25 авг. 2013 г.

24 августа 2013 | 12:53
С Вашего позволения, Тамара.
Светлая память гению Довлатова. Дед Исаак очень много ел. Батоны разрезал не поперек, а вдоль. В гостях бабка Рая постоянно за него краснела. Прежде чем идти в гости, дед обедал. Это не помогало. Куски хлеба он складывал пополам. Водку пил из бокала для крем-соды. Во время десерта просил не убирать заливное. Вернувшись домой, с облегчением ужинал... 
("Наши") 
* * * 
Познакомили меня с развитой девицей Фридой Штейн. 
Мы провели два часа в ресторане. Играла музыка. Фрида читала меню, как Тору, — справа налево. Мы заказали блинчики и кофе. 
Фрида сказала: 
— Все мы — люди определенного круга. Я кивнул. 
— Надеюсь, и вы — человек определенного круга? 
— Да, — сказал я. 
— Какого именно? 
— Четвертого, — говорю, — если вы подразумеваете круги ада. 
— Браво! — сказала девушка. Я тотчас же заказал шампанское. 
("Хочу быть сильным") 

* * * 
Я ненавижу кладбищенские церемонии. Не потому, что кто-то умер, ведь близких хоронить мне не доводилось. А к посторонним я равнодушен. И все-таки ненавижу похороны. На фоне чьей-то смерти любое движение кажется безнравственным. Я ненавижу похороны за ощущение красивой убедительной скорби. За слезы чужих, посторонних людей. За подавляемое чувство радости: "Умер не ты, а другой". За тайное беспокойство относительно предстоящей выпивки. За неумеренные комплименты в адрес покойного. (Мне всегда хотелось крикнуть: "Ему наплевать. Будьте снисходительнее к живым. То есть ко мне, например".)

Представленные сведения:
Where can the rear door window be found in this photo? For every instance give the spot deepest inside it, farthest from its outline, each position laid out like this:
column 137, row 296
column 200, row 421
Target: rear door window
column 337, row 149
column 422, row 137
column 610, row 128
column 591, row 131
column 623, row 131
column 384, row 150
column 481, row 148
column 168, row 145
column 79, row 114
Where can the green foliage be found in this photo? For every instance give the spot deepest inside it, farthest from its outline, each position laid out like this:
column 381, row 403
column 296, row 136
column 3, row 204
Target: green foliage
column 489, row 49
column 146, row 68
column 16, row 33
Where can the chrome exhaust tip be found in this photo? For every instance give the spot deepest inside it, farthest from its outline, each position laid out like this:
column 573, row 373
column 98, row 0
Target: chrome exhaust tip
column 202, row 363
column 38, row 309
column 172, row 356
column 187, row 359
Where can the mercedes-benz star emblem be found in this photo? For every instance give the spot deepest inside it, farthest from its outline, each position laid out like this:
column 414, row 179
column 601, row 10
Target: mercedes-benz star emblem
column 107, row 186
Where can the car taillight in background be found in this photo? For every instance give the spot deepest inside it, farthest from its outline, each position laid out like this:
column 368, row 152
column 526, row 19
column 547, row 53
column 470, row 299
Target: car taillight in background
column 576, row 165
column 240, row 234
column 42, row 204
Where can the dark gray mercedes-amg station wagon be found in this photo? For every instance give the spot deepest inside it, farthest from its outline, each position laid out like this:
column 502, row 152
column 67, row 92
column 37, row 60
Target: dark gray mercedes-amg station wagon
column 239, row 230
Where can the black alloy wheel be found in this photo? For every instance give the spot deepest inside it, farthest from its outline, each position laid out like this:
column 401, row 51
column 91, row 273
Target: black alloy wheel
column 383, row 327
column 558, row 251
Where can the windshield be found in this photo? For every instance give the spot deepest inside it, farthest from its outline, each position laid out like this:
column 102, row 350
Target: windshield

Задания для выполнения:
(a) Приведите часть фрагмента документа от слов «Светлая память гению» до слов «с облегчением ужинал...» включительно, заменив «заливное» на «салат».
(b) Как, согласно фрагменту документа, Фрида читала меню?

Ответы к заданиям:
(a)
Светлая память гению Довлатова. Дед Исаак очень много ел. Батоны разрезал не поперек, а вдоль. В гостях бабка Рая постоянно за него краснела. Прежде чем идти в гости, дед обедал. Это не помогало. Куски хлеба он складывал пополам. Водку пил из бокала для крем-соды. Во время десерта просил не убирать салат. Вернувшись домой, с облегчением ужинал...

(b) Как Тору — справа налево.